• **TEXTE À LIRE**
• • • •
Occident : L’hubris destructrice
Chute d'Icare provoquée par l'hubris (Jacob Peter Gowy, 1637, Musée des Beaux-Arts de La Corogne).

Occident : L’hubris destructrice

Concernant la guerre en Ukraine, il est difficile d’expliquer que tant de militaires occidentaux de haut rang, compétents, efficaces et intelligents se laissent entraîner dans une sorte de wishful thinking, ce biais cognitif qui pousse les individus à croire que quelque chose est vrai simplement parce que le contraire irait à l’encontre de leurs convictions les plus profondes. Et cela en dépit des preuves opposées. Évidemment, je ne parle pas ici des généraux ou colonels de « plateau » – à la retraite et souvent dépassés – qui en viennent à dire tout et son contraire en fonction non pas de la situation sur le terrain, mais de l’ambiance dans le studio et du sourire des « expertes[1] » ukrainiennes interchangeables qui défilent devant les caméras comme les mendiants dans le métro : « Madam’-Mossio, siou plaît, donnez des armes ! donnez de l’argent ! donnez, donnez, siou plaît ».

Non, je veux parler des officiers supérieurs et généraux qui exercent des responsabilités dans les états-majors ou les unités des armées occidentales. Certains, il est difficile d’évaluer leur nombre mais ils ne sont pas rares, tiennent le discours convenu que leur gouvernement (quel qu’il soit) attend d’eux mais en serrant les dents et l’on voit bien dans leur regard qu’ils ne sont pas dupes de leurs propres paroles. D’autres, peut-être majoritaires, adhérent totalement à la doxa otanienne que l’on peut résumer ainsi : « L’Ukraine va gagner parce qu’elle le doit et il ne peut en être autrement parce que ses soldats sont les mieux formés (par l’OTAN) et disposent des meilleurs armements du monde (fabriqués en Occident et fournis par l’OTAN). D’ailleurs, comment pourrait-elle perdre face à une armée russe dépassée et un pays dont l’industrie n’a pas les moyens de tenir sur le long terme ? »

Dans un billet d’humeur, en septembre dernier, je mettais en évidence, à la suite de Rudyard Kipling, que « lorsque les interlocuteurs se poussent les uns les autres, chacun est tellement encouragé dans l’affirmation de l’opinion commune que l’on perd de vue les contraintes de la situation réelle et que l’on oublie la plus élémentaire prudence ». C’est, à mon sens, ce à quoi nous assistons aujourd’hui.

Le discours de la supériorité occidentale m’a été tenu, il y a deux jours, par un colonel d’état-major général de l’armée helvétique imprégné de l’esprit otanien même si son pays ne fait pas partie de l’Alliance. Il soutenait que la fourniture éventuelle d’armes suisses à l’Ukraine n’entrerait pas en contradiction avec le statut de neutralité. Il précisait que les industries occidentales pouvaient continuer à approvisionner Kiev (il n’allait pas jusqu’à ajouter « as long as it takes! » comme Antony Blinken, mais c’était tout comme). La Russie, en revanche, n’avait pas les moyens de continuer très longtemps et finirait bien par s’effondrer. Quant aux pays du « Sud global » supposés la soutenir, ils ne pesaient pas bien lourd. D’ailleurs, il suffisait de visiter l’un ou l’autre de ces pays pour le constater par soi-même.
• • • •
• **EXERCICES À FAIRE**
**1.** D'après le texte sur l'hubris occidentale, quels étaient le grade et l'armée de l'officier qui a tenu le discours de la supériorité occidentale il y a deux jours ?
**2.** Reproduisez le passage du texte sur l'hubris occidentale qui va de « Le discours de » jusqu'à « constater par soi-même. ».

• **DONNÉES**
• • • •
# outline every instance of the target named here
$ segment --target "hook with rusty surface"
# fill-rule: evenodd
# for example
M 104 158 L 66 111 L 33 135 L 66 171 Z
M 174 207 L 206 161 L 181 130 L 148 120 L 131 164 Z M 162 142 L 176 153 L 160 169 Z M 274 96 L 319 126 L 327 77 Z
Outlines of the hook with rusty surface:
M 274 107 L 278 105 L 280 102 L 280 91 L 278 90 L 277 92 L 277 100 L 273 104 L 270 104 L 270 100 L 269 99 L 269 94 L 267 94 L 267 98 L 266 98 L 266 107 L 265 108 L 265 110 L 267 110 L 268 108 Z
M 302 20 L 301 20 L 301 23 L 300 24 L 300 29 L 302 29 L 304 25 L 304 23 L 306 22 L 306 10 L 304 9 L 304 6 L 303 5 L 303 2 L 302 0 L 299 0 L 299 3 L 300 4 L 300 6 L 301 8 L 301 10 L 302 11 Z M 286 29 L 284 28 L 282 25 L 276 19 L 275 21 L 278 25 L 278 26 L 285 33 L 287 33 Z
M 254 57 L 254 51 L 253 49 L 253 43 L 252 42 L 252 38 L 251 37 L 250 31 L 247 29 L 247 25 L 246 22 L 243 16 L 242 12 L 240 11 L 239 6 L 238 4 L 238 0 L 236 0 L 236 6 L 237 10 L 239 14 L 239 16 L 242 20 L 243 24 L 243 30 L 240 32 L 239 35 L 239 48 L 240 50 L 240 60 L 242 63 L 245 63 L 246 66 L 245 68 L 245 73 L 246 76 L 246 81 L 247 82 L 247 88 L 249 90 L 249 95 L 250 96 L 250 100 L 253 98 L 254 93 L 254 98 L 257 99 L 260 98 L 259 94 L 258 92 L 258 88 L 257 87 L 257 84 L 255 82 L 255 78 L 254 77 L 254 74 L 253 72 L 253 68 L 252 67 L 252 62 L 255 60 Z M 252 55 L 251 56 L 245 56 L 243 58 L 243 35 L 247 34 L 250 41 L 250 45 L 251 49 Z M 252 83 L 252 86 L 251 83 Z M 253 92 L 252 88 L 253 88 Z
• • • •
• **RÉPONSES PAR TÂCHE**
**1.** C'était un colonel d'état-major général de l'armée helvétique.

**2.**
Le discours de la supériorité occidentale m’a été tenu, il y a deux jours, par un colonel d’état-major général de l’armée helvétique imprégné de l’esprit otanien même si son pays ne fait pas partie de l’Alliance. Il soutenait que la fourniture éventuelle d’armes suisses à l’Ukraine n’entrerait pas en contradiction avec le statut de neutralité. Il précisait que les industries occidentales pouvaient continuer à approvisionner Kiev (il n’allait pas jusqu’à ajouter « as long as it takes! » comme Antony Blinken, mais c’était tout comme). La Russie, en revanche, n’avait pas les moyens de continuer très longtemps et finirait bien par s’effondrer. Quant aux pays du « Sud global » supposés la soutenir, ils ne pesaient pas bien lourd. D’ailleurs, il suffisait de visiter l’un ou l’autre de ces pays pour le constater par soi-même.